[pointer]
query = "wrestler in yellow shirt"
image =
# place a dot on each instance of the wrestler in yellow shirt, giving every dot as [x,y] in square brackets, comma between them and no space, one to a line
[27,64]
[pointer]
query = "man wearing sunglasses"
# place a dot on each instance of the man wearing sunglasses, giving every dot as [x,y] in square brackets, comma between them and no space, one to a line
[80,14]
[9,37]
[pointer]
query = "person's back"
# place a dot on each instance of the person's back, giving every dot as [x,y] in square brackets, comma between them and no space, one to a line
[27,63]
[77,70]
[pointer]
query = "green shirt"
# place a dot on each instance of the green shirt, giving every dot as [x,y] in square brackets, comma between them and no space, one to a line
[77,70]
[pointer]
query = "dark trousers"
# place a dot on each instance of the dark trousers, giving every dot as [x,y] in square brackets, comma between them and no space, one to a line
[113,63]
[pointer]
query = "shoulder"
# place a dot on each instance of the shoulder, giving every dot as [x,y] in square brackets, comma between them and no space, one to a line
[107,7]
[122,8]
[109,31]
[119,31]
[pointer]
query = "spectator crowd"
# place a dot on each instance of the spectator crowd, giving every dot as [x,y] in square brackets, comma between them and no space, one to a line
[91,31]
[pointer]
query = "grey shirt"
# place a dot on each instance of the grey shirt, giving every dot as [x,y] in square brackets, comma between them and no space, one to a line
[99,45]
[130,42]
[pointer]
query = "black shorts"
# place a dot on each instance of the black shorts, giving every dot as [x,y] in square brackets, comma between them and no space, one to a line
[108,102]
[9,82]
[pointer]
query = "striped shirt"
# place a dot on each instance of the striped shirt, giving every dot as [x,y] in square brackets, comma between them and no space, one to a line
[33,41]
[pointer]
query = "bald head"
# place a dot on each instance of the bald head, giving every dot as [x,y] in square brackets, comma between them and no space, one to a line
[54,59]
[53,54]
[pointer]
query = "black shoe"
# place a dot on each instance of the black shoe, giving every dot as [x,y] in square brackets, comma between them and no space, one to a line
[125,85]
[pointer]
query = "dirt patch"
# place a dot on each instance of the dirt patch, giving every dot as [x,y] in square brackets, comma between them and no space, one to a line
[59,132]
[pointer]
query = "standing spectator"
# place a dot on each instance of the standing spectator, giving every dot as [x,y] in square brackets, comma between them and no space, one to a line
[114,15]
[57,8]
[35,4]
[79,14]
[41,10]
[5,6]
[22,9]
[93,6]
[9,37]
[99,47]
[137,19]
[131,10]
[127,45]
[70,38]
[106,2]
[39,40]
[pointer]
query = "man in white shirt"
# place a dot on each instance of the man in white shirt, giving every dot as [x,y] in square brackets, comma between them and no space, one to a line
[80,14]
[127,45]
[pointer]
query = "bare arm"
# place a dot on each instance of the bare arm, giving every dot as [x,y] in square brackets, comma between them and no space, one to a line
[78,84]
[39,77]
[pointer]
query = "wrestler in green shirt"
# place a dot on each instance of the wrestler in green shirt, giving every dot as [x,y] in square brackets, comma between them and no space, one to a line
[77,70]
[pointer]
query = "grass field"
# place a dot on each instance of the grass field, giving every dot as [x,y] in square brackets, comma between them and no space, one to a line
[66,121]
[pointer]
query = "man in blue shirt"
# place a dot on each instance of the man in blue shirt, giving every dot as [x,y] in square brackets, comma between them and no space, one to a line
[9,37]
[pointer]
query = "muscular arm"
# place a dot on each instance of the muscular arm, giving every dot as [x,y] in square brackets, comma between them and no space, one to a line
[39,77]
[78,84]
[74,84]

+ + + + +

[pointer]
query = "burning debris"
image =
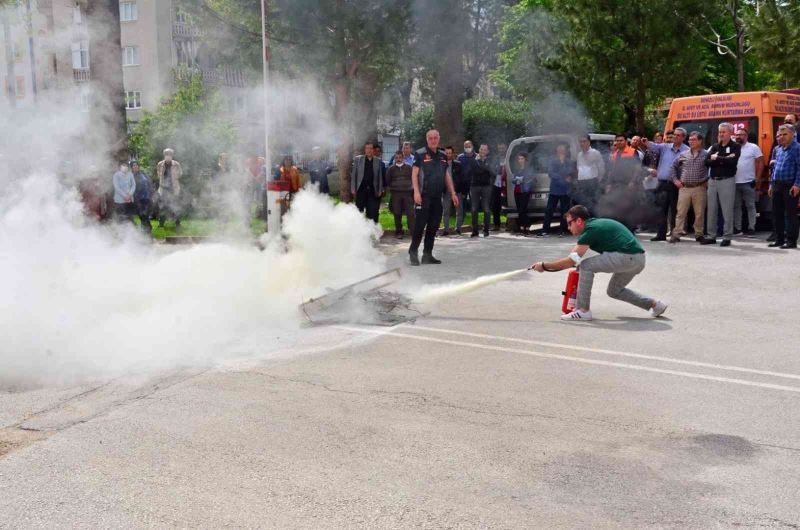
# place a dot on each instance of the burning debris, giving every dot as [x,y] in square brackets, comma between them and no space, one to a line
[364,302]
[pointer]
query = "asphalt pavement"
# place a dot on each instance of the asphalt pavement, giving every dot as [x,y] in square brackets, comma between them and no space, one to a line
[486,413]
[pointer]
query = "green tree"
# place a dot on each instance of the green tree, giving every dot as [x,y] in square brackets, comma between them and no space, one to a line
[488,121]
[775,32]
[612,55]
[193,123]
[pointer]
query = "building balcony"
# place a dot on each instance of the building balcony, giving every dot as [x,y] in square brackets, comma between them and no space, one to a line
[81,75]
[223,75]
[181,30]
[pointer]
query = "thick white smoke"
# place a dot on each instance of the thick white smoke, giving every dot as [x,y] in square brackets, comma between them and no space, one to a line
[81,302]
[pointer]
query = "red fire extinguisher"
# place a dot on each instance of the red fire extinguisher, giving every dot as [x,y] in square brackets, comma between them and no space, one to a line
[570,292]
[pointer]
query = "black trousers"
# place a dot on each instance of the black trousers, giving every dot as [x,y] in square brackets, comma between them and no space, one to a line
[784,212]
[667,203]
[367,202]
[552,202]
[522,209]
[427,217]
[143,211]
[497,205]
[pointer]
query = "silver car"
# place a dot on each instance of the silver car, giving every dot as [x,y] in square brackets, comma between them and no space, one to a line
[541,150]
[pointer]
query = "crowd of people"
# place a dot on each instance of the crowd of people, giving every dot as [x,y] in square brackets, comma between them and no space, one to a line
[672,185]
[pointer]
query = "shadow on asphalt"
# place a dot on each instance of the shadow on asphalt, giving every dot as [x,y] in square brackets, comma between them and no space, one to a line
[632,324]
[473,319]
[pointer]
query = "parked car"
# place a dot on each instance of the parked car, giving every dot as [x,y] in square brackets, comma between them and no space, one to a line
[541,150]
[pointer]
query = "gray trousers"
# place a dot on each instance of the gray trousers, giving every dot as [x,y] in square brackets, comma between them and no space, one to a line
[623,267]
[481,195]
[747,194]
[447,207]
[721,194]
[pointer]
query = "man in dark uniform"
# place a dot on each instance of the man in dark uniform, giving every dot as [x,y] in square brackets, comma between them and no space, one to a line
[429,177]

+ + + + +

### Direction:
Count how many lines in the rows above contain the string "blue", with case counting, and give only that number.

### Response below:
2